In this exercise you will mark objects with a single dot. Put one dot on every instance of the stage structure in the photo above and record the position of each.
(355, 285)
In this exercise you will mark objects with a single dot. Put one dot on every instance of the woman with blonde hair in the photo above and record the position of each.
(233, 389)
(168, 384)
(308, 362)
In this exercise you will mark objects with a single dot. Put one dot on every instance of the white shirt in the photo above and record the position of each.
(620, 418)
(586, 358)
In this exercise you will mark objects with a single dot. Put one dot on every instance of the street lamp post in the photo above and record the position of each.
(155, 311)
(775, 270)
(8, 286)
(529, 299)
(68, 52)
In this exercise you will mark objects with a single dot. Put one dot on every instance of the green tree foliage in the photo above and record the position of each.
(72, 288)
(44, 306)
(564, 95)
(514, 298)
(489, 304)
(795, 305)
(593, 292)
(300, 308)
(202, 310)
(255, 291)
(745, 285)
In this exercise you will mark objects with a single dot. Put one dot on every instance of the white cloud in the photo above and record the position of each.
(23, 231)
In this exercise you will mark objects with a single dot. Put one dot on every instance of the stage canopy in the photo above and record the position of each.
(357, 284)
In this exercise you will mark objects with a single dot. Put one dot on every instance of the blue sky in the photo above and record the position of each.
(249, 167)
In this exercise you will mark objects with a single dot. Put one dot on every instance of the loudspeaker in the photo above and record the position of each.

· · · · ·

§ **SHORT PROBLEM**: Every line above needs to be retyped exactly.

§ **WRITTEN ANSWER**:
In this exercise you will mark objects with a single dot. Put one dot on every instance of the stage structure in the photo above and record the position of each.
(355, 285)
In this exercise you will mark objects with a single dot. Put one dot on every instance of the woman with blonde hair in the photo above and record the position of each.
(233, 389)
(168, 384)
(308, 362)
In this exercise you will mark objects with a single dot. Put one dot on every instance of the white shirt in the photo above and record the position of each.
(620, 418)
(586, 358)
In this exercise you will mark objects with a single dot. Put one dot on every instance of the street lamp post in the photo above and record the position of each.
(155, 311)
(775, 270)
(8, 286)
(529, 299)
(68, 52)
In this exercise you will mark objects with a single dot. Put one dot on every instance of the green tree foliage in the photo above and record the position of each.
(72, 288)
(44, 306)
(564, 95)
(514, 298)
(489, 304)
(795, 305)
(593, 292)
(300, 308)
(202, 310)
(255, 291)
(745, 285)
In this exercise you will mark objects with a single dot. Put one dot on every instance of the white cloud in the photo above and record the position of each.
(23, 231)
In this exercise you will mark objects with a single dot. Put one dot on every instance of the stage canopy in the photo above and record the position of each.
(357, 284)
In this exercise you will mark objects with a single dot. Put one dot on every instance of the blue sky in the photo above and record the position of each.
(249, 167)
In this exercise you will mark objects with a single dot. Put one dot on every instance of the loudspeaker in the photo above and record the position of each.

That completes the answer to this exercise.